**Exercise**
Please print the listing that follows word for word, but skip any pictures it holds.

**Data for analysis**
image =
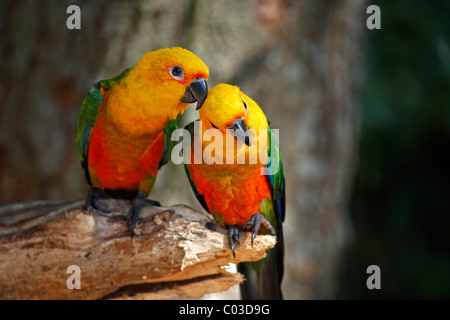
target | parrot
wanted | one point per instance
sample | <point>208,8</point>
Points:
<point>238,194</point>
<point>125,123</point>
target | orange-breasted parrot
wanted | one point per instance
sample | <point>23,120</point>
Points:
<point>125,124</point>
<point>241,195</point>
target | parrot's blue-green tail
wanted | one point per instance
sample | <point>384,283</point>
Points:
<point>263,278</point>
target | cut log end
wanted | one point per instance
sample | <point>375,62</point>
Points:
<point>173,255</point>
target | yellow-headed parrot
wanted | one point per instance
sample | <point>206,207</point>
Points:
<point>240,194</point>
<point>125,124</point>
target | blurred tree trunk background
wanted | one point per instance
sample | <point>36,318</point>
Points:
<point>300,60</point>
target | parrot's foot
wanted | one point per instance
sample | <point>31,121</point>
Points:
<point>93,201</point>
<point>233,236</point>
<point>133,215</point>
<point>255,223</point>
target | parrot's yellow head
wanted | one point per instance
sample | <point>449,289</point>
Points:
<point>227,107</point>
<point>159,88</point>
<point>176,77</point>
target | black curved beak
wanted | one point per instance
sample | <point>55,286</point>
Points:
<point>196,91</point>
<point>241,131</point>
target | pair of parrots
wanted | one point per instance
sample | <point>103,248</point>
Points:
<point>124,137</point>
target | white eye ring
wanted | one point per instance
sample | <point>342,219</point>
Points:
<point>177,73</point>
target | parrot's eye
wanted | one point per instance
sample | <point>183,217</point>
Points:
<point>213,125</point>
<point>177,73</point>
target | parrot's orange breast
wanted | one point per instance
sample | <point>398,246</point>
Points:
<point>233,191</point>
<point>117,161</point>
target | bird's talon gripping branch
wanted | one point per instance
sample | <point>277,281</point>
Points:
<point>233,236</point>
<point>93,201</point>
<point>255,223</point>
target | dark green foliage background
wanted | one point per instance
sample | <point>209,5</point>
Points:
<point>400,206</point>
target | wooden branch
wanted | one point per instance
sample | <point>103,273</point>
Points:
<point>177,252</point>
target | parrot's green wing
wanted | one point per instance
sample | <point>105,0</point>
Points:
<point>276,175</point>
<point>88,116</point>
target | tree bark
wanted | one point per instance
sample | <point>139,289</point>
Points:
<point>175,254</point>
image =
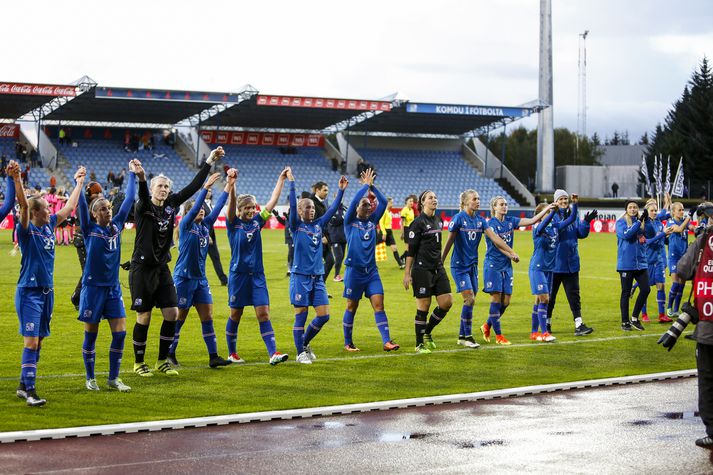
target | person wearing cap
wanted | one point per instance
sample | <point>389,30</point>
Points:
<point>566,268</point>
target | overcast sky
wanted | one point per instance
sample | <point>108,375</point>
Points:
<point>640,53</point>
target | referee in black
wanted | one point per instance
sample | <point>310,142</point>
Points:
<point>425,272</point>
<point>150,279</point>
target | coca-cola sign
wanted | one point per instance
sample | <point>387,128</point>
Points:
<point>36,89</point>
<point>10,130</point>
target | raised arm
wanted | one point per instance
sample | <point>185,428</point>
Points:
<point>71,204</point>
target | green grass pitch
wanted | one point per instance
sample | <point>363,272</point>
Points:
<point>336,377</point>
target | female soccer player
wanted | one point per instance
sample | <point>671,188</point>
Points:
<point>677,245</point>
<point>545,236</point>
<point>361,276</point>
<point>34,297</point>
<point>189,274</point>
<point>425,272</point>
<point>246,280</point>
<point>101,296</point>
<point>631,262</point>
<point>466,229</point>
<point>497,271</point>
<point>150,279</point>
<point>306,279</point>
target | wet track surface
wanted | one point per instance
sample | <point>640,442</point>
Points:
<point>647,427</point>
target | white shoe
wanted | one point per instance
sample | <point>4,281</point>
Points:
<point>304,358</point>
<point>119,385</point>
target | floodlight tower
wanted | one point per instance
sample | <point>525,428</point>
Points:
<point>544,181</point>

**Your solution**
image =
target | parrot
wanted | one point per instance
sample | <point>208,8</point>
Points:
<point>238,194</point>
<point>125,123</point>
target | orange-breasted parrot
wanted | one point per instance
sample | <point>23,120</point>
Points:
<point>125,124</point>
<point>241,195</point>
target | parrot's blue-green tail
wanted | one point per instance
sample | <point>384,283</point>
Points:
<point>263,278</point>
target | cut log end
wanted | one point per instance
sample | <point>375,62</point>
Points:
<point>173,255</point>
target | yellow-headed parrot
wanted | one point per instance
sample | <point>206,207</point>
Points:
<point>240,194</point>
<point>125,124</point>
target | blurred tree trunk background
wanted | one point per instance
sample | <point>36,318</point>
Points:
<point>300,60</point>
target | parrot's foot
wanted | one point per instance
sample | <point>31,121</point>
Points:
<point>93,201</point>
<point>233,236</point>
<point>133,215</point>
<point>255,223</point>
target | parrot's yellow head
wanted | one point per instance
sample | <point>449,289</point>
Points:
<point>227,107</point>
<point>159,88</point>
<point>176,77</point>
target | black curved beak
wanted | one point per instance
sample | <point>55,286</point>
Points:
<point>196,91</point>
<point>241,131</point>
target | pair of parrots
wanted | one point per instance
sample | <point>103,248</point>
Points:
<point>124,137</point>
target | white eye ring
wanted | one point per instance
sample | <point>342,219</point>
Points:
<point>177,73</point>
target | parrot's eye
wanted | one point per instance
sample | <point>183,217</point>
Points:
<point>213,125</point>
<point>177,73</point>
target | parrot's orange breast
wanted | one point per instance
sample | <point>398,246</point>
Points:
<point>233,191</point>
<point>117,161</point>
target | bird's talon gripping branch
wanted | one point per instance
sample | <point>277,281</point>
Points:
<point>233,236</point>
<point>93,201</point>
<point>255,223</point>
target | dark green foliage background
wanted | one point per instance
sample | <point>209,5</point>
Points:
<point>400,206</point>
target | wooden branch
wanted | one point per instance
sample | <point>103,273</point>
Points:
<point>177,252</point>
target | parrot's green wing
wanted | one point per instance
sample | <point>105,0</point>
Points:
<point>276,175</point>
<point>88,116</point>
target | tree bark
wanted | one point per instance
sample | <point>139,289</point>
Points:
<point>175,254</point>
image =
target | person wearing cap
wanted | one point per instance
sample | <point>389,30</point>
Points:
<point>566,268</point>
target | overcast sky
wanted | one point per instance
sample | <point>108,375</point>
Points:
<point>640,53</point>
target | referee in black
wanted | one point per instance
sample | <point>310,142</point>
Points:
<point>425,272</point>
<point>150,279</point>
target | coca-cola sign
wanted | one point per instance
sample | <point>387,128</point>
Points:
<point>36,89</point>
<point>10,130</point>
target | raised arm
wanted | one point per instance
sample | <point>185,428</point>
Points:
<point>71,204</point>
target | green grass pitch
wanted | one point per instance
sample | <point>363,272</point>
Points:
<point>336,377</point>
target | female soccer player
wanted | one point per instance
sample | <point>671,188</point>
Points:
<point>677,245</point>
<point>545,236</point>
<point>361,276</point>
<point>34,297</point>
<point>189,274</point>
<point>425,272</point>
<point>246,280</point>
<point>101,296</point>
<point>631,262</point>
<point>466,229</point>
<point>497,271</point>
<point>150,279</point>
<point>306,279</point>
target | wet track surface
wanted | one point per instance
sample | <point>640,442</point>
Points:
<point>647,427</point>
target | white shoe
wanted | one point per instance
sample | <point>4,281</point>
Points:
<point>304,358</point>
<point>119,385</point>
target | floodlight tower
wanted | one point per instance
sample | <point>525,428</point>
Points:
<point>544,181</point>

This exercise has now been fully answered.